* Begin PAGE *
Ex-Saturday Boy at John Simons’ Ivy Shop, Ivy League menswear consultant and proprietor of Smoking Cat Vintage menswear, Jimmy Frost Mellor is a man to talk Ivy with.
Claudio: Does Ivy rhyme more with modernist or skinhead?
Jimmy: A very good question because there was a real rediscovery of Ivy League style by those who were to influence the style that was to morph into ‘Skinhead’ in England starting around 1967…
In reality it was a Modernist look that had been there right from the start. Absolute Beginners ‘documents’ this as early as 1959 and jazz heads like Ronnie Scott and Johnny Dankworth were wearing the look from around 1957 in Soho. Clapton wore it in ’64.
Maybe the later rediscovery of Ivy was a reaction to the excesses of mod turning into the baroque ‘Swinging London’ look? It was a very anti-Carnaby Street stance, although Ivy influenced items were also to be had there in a very cheap and cheerful way.
I think the whole Ivy thing in the mid to late ’60s was a move back to quality and seriousness in some way. And also, to use that heavily-loaded word, exclusivity. Rare imported American clothes would set you apart just like knowledge of rare imported American music would.
Claudio: Jumpers: solid Shetlands or Argyle?
Jimmy: I’ve got room for both, Fair Isles too, but I find that solid coloured knitwear is far more adaptable. The fancier the garment is the more limitations it imposes on you in terms of its wearability.
I love the basic Shetland crew neck – it dresses up or down equally well and is one of those wonderful, less obvious options. Cashmere, Merino, lambswool and all the rest are also great, but the choice to go with the rougher texture of Shetland makes more of a statement in my opinion. It’s different.
Claudio: Top fabric choice for a jacket (seersucker, tweed, cord, flannel …)?
* End PAGE *
_STATED EXERCISE_
Can you carry on the interview about Ivy League style from where it stops?
* Begin ENTRIES *
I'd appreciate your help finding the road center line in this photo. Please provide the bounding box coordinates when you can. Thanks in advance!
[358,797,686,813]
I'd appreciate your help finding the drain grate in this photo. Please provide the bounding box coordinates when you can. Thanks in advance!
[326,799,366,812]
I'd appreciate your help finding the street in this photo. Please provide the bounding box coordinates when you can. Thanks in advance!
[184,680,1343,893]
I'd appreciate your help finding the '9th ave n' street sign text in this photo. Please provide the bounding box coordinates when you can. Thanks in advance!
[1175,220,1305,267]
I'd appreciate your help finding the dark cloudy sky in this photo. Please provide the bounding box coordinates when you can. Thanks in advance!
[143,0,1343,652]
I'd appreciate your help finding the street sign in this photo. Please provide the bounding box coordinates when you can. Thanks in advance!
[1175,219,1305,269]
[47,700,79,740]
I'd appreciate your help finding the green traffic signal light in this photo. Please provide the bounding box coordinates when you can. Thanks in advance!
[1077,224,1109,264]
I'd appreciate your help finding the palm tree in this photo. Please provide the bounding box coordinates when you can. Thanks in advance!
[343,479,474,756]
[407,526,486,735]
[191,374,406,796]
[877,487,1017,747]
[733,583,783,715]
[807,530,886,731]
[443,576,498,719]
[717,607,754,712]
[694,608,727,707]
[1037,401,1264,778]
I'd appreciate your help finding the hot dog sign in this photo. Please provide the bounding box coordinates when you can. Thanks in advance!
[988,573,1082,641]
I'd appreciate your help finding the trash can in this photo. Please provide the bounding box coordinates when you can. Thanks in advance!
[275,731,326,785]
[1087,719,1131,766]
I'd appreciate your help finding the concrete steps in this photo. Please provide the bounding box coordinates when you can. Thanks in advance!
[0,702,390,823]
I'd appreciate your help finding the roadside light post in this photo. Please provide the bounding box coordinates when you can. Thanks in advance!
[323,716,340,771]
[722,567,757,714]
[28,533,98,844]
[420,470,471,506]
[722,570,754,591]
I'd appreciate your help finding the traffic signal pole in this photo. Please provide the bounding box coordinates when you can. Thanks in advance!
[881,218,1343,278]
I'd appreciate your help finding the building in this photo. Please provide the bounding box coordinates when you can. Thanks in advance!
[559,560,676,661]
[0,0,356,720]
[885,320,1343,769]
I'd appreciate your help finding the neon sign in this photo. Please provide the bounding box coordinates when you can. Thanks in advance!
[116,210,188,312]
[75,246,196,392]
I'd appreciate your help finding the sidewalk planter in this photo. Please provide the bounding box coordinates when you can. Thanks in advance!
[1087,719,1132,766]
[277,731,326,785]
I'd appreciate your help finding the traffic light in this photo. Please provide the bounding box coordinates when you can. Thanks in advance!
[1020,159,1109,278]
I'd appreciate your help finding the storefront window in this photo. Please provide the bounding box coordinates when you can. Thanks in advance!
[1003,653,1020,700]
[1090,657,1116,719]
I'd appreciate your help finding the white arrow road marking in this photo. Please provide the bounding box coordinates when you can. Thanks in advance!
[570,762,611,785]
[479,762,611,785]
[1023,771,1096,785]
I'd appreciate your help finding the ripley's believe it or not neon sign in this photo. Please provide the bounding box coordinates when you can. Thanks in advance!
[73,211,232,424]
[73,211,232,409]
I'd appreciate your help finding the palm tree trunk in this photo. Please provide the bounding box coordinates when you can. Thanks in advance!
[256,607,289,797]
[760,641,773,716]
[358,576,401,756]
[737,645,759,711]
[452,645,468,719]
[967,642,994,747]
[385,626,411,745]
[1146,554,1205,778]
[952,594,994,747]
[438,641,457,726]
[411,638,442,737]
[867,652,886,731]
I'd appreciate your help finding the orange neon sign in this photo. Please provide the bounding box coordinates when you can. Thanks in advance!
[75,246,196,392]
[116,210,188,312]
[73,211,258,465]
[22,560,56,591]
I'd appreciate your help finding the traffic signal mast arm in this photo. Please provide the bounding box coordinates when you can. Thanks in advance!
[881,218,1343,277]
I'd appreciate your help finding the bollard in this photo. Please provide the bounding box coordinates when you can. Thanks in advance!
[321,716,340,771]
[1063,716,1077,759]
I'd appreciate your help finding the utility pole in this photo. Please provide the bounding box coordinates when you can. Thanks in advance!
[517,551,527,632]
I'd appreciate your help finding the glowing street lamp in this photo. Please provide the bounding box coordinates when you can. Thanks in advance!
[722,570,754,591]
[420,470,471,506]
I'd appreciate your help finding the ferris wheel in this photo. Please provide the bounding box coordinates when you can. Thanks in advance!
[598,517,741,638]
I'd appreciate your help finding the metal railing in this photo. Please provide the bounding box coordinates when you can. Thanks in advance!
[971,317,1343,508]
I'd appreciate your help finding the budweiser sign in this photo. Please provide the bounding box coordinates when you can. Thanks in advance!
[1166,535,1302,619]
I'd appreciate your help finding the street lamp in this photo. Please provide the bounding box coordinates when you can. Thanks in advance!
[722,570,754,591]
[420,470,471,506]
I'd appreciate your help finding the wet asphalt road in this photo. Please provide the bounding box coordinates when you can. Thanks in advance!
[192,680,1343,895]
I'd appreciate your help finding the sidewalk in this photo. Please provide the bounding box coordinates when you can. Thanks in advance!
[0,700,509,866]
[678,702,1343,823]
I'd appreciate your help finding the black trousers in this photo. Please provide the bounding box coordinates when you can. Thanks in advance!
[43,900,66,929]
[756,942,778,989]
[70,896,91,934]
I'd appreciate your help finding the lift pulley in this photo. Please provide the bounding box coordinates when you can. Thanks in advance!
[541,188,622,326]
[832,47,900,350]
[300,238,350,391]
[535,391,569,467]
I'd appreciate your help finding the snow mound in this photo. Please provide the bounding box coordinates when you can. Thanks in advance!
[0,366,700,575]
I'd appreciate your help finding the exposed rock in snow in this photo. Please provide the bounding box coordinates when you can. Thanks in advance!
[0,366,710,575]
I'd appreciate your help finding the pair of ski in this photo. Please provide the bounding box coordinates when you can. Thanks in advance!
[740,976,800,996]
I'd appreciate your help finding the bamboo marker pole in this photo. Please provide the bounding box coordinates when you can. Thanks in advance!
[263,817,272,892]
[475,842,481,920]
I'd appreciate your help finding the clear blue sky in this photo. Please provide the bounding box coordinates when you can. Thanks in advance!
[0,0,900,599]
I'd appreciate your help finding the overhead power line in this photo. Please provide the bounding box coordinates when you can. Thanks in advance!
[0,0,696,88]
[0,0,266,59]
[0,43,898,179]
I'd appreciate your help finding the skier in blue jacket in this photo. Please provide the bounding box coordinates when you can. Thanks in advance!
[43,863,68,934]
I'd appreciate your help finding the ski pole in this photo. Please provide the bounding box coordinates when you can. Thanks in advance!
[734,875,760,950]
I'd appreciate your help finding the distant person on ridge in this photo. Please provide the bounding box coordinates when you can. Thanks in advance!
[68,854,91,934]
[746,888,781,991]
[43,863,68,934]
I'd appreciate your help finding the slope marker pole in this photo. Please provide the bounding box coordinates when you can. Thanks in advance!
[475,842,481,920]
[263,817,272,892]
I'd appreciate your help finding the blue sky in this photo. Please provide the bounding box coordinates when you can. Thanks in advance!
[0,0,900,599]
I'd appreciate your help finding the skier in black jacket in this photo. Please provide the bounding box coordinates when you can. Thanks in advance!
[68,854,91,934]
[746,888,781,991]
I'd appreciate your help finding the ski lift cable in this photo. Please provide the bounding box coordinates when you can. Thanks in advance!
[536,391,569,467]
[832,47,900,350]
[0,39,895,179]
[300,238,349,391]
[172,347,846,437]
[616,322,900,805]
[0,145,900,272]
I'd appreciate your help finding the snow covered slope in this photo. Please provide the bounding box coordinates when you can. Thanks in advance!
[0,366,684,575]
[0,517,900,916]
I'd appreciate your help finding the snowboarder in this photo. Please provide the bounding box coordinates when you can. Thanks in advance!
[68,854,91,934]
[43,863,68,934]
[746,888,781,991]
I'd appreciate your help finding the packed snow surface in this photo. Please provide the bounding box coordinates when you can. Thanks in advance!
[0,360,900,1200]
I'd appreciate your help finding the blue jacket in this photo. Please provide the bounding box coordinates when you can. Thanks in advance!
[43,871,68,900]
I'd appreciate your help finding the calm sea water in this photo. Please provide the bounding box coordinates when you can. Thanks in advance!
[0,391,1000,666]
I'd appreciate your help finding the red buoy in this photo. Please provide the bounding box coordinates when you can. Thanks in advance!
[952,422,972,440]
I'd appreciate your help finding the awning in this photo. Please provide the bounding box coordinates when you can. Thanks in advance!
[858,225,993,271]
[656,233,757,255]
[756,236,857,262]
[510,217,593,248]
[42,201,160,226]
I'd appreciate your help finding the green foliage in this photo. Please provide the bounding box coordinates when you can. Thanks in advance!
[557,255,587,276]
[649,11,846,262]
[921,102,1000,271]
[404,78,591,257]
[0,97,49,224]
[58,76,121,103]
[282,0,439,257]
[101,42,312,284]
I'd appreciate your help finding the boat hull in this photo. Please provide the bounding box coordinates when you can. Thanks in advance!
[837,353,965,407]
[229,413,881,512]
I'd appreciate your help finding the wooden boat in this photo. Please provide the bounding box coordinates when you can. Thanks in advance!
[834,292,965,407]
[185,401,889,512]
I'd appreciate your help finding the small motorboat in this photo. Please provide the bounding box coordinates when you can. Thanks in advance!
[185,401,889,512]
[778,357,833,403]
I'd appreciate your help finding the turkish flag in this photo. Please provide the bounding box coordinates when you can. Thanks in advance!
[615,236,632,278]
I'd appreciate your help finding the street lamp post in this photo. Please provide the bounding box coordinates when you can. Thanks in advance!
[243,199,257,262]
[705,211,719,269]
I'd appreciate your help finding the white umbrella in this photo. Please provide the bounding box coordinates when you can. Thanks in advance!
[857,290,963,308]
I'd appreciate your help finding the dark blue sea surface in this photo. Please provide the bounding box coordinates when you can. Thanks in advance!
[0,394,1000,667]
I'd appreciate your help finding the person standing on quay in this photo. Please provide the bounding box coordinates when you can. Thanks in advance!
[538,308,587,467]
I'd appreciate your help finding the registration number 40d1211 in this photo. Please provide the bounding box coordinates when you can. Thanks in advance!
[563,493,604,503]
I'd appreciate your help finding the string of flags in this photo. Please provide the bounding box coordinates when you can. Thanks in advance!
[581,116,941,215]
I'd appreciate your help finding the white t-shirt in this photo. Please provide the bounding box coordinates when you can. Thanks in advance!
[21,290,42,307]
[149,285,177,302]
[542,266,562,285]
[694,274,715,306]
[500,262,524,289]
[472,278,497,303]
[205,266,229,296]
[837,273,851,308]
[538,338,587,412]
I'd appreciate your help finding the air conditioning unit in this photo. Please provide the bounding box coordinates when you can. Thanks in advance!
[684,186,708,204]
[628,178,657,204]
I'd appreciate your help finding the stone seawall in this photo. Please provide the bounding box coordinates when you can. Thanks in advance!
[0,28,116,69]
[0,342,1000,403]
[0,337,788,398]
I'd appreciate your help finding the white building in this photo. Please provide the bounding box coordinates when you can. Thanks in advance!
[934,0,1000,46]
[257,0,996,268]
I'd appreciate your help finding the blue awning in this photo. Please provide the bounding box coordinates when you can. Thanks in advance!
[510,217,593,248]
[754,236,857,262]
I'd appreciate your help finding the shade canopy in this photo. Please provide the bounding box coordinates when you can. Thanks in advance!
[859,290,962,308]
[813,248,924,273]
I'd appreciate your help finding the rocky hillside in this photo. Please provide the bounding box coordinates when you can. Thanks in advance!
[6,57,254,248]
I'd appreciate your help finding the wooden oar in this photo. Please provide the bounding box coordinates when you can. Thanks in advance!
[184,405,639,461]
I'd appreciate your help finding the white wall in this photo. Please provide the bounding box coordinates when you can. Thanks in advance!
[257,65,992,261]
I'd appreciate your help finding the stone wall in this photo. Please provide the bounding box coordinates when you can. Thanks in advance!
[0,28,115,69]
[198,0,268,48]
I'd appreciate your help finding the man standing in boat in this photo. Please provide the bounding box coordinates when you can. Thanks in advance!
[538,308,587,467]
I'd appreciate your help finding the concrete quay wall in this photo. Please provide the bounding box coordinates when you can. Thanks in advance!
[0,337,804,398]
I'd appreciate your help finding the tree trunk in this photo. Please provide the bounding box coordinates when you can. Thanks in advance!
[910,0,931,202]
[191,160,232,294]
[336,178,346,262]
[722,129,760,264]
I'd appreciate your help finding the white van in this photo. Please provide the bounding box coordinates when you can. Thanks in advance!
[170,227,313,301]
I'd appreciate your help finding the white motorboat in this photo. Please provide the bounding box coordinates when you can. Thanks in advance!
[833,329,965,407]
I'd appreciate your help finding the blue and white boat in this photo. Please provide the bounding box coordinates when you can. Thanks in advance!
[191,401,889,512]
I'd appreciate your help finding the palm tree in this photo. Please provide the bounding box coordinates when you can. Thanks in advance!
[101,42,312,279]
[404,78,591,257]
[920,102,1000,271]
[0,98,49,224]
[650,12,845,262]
* End ENTRIES *
_RESULT OF THE EXERCISE_
Jimmy: I’m going to go with needlecord. It covers all bases and all seasons and again has that knack of being able to be dressed up or down. Wear it rumpled with jeans or press it and add some slim cut flat fronted worsted trousers for the evening.
Tweed can be equally adaptable, but sends out different signals to different people. Cord doesn’t come with quite so much cultural baggage, or rather its cultural baggage is more diverse so it doesn’t define you quite as much.
Claudio: Penny loafer or Oxford lace up?
Jimmy: Both good. I choose the Penny loafer – But, for me, only in the American style. Think of the styling of a pair of Bass Weejuns when compared to smoother English or European styled loafers. The American style stands out, but subtly.
Claudio: West Coast cool jazz or Blue Note?
Jimmy: Gerry Mulligan’s west coast or Jimmy Smith’s Blue Note? Heads or tails? I love both. Maybe I’m more of an East Coast hard bop fan. Hard bop drumming goes deep with me. The controlled energy and even the violence (sometimes) of it appeals. There’s a nice toughness in there which I admire. Maybe because I heard punk first in ’76 before I got into jazz in ’78?
Claudio: I know you are a clothing collector, which do you reckon is your prize piece?
Jimmy: A 1955 Brooks Brothers button-down. The purest form of the style I own. Six button front, fantastic unlined collar, cuffs and placket. Really soft construction.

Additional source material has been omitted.